Lines of data
******************************

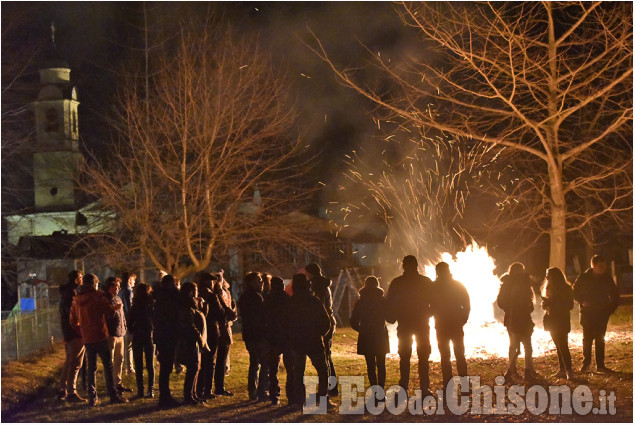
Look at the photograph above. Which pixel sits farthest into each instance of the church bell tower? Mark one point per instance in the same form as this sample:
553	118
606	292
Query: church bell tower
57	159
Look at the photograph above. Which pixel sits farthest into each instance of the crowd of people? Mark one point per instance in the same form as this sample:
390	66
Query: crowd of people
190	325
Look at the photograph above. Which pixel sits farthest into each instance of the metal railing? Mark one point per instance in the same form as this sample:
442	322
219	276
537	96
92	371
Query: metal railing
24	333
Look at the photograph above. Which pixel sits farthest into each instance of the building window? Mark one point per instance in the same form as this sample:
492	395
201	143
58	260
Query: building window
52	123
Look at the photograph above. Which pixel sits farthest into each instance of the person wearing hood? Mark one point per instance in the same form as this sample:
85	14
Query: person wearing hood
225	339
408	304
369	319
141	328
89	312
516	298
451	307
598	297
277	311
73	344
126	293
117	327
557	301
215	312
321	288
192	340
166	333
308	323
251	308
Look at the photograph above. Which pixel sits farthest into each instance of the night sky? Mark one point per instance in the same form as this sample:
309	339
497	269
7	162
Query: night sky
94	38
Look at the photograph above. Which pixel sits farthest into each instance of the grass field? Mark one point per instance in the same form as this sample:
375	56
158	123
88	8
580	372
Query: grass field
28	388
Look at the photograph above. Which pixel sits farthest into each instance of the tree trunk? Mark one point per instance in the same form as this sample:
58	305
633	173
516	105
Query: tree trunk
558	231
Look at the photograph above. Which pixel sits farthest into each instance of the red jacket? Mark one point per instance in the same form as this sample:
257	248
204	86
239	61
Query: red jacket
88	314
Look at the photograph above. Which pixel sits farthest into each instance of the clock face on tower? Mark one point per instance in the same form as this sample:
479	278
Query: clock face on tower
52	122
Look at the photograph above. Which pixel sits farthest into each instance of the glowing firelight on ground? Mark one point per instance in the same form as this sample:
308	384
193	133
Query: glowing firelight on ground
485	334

******************************

Update the lines above by replacing every "photograph" with "image", keeping everything else the same. Leave the pictures out of your answer.

Look at the image above. Which pixel sits farthest into each instance of the church bell tower? Mark one point per instance in the same form as this sample:
553	118
606	292
Query: church bell tower
57	159
Look at the image above. Which pixel sits farthest into each instance of the crowd of people? Mark one point per instance in the same form as this sample:
390	66
Query: crowd of people
190	325
Look at the image above. Which pixel sits farthest into each instance of the metal railing? Mark one point per instance in the same form as this sample:
442	322
219	276
537	96
92	371
Query: metal railing
24	333
Look at the image above. Which pixel sits farthest into each instance of the building window? Mark one point per instance in the same form as this sample:
492	395
201	143
58	260
Query: building window
52	123
Look at the image above. Which pixel sits farthest into each instance of the person wearing hood? Mark one point per instance in the same form as this sample:
85	14
Query: person wearing hood
225	339
408	304
369	319
141	328
89	312
516	298
451	307
598	297
277	311
73	344
126	293
117	327
557	301
215	312
321	288
192	340
166	333
308	323
251	308
Look at the image above. Which pixel sits farthest into each instance of the night sky? Mark one point per instance in the same form as this sample:
309	339
497	269
7	162
Query: night sky
94	38
Look at the image above. Which pixel sits farthest into each instance of the grass field? Mark one point per instance in the same form as this sample:
375	56
158	123
88	8
580	372
Query: grass field
28	388
Look at the image above. Which pixel sits farthest into each instance of the tree trunk? Mark one point per instance in the same form as this sample:
58	305
633	173
516	105
Query: tree trunk
558	231
Look at the image above. Which pixel sits farthest into each instance of the red jacket? Mark one point per instance in the same form as this sample:
257	248
204	86
239	61
Query: red jacket
88	314
Look at the image above. Which pixel sits farthest into each instance of the clock face on tower? Mark one point per instance in the same form as this sample:
479	278
Query: clock face on tower
52	122
Look at the image above. Which pixel sits farthest into each instance of the glowing firelight on ground? Mark one point per instance in the same form as this sample:
308	384
193	133
Query: glowing firelight on ground
485	334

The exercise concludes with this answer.